AANGELEVERDE TEKST ▸
- - - - - - -
Pa en ma December 9, 2018 - 14:17
Hoi El en El Weer een prachtig verhaal met mooie foto's Dus weer genoten.
Bicycle Junkies December 9, 2018 - 15:28
Thanks ma! ;)
J.Groot December 9, 2018 - 15:11
Ongelooflijk ,zo mooi de foto,svooral die foto waar jullie bij het meertje staan en waarin de contouren staan van het gebergte erachter .Ondanks jullie inspanningen en het feit dat je terug moest gaan word hier eigenlijk n prestatie geleverd van het hoogste niveau. Het is werkelijk intens genieten hier en mee leven wat jullie doen ,echt in een woord fantastisch . Geniet er maar van en bedankt voor het laatste bericht wat ik ontvangen heb .Groetjes en verder n goede fietstocht JOS
Bicycle Junkies December 9, 2018 - 15:28
Dankjewel Jos voor de mooie complimenten!
Martin December 9, 2018 - 17:49
Heerlijk... is al....
Riska December 9, 2018 - 19:17
De trip is natuurlijk way more important dan de bestemming, maar hey, dat snap jij :).
Marco Rorai December 10, 2018 - 14:13
Wat jullie er allemaal niet voor over hebben om ons te trakteren op mooie verslagen en prachtige foto's. Hartelijk dank!
- - - - - - -
AANGELEVERDE INVOER ▸
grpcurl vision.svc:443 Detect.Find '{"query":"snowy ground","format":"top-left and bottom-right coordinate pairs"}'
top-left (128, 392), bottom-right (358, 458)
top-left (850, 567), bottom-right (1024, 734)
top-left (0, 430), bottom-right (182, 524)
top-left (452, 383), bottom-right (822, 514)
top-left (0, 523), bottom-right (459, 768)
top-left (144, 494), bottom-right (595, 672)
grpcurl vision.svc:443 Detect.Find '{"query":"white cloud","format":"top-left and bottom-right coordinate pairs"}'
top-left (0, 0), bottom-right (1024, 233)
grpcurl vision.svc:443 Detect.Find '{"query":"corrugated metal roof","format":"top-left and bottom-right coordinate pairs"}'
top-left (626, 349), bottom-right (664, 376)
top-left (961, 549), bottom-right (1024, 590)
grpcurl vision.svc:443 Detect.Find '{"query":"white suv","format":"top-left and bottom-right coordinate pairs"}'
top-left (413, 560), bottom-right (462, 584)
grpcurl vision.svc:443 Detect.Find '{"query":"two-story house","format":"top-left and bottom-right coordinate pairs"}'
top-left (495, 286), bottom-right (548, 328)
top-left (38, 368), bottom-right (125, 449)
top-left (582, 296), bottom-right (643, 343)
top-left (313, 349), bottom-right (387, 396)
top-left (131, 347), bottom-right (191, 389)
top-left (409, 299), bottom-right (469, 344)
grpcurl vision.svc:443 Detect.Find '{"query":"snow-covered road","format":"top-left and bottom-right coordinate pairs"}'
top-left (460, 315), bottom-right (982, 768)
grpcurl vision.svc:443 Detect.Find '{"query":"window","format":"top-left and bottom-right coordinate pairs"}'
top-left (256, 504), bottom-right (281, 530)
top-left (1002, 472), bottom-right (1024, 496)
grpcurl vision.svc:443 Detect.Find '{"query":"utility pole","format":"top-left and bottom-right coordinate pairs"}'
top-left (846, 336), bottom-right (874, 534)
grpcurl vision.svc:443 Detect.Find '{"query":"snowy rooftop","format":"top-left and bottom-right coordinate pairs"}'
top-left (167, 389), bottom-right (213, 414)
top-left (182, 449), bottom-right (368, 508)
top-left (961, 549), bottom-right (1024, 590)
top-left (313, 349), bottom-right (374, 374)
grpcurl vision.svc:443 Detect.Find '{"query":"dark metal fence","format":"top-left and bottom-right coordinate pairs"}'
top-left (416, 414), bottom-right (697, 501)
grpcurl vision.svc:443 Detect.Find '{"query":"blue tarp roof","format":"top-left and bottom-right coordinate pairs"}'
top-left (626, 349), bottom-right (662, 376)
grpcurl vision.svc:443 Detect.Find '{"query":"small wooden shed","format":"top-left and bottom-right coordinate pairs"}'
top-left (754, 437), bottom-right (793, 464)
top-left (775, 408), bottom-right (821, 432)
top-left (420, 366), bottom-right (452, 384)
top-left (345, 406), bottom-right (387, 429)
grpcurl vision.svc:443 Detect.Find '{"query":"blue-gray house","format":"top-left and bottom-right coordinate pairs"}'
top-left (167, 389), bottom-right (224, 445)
- - - - - - -
WAT WORDT VERWACHT ▸ Leg in één tot drie zinnen uit waarom Pa en ma in de aangeleverde tekst schrijven dat ze weer genoten hebben.

RESULTAAT VAN OEFENING ▸ Pa en ma hebben weer genoten omdat het opnieuw een prachtig verhaal was met mooie foto's. Met het woord "Dus" verbinden ze hun plezier direct aan dat verhaal en die foto's.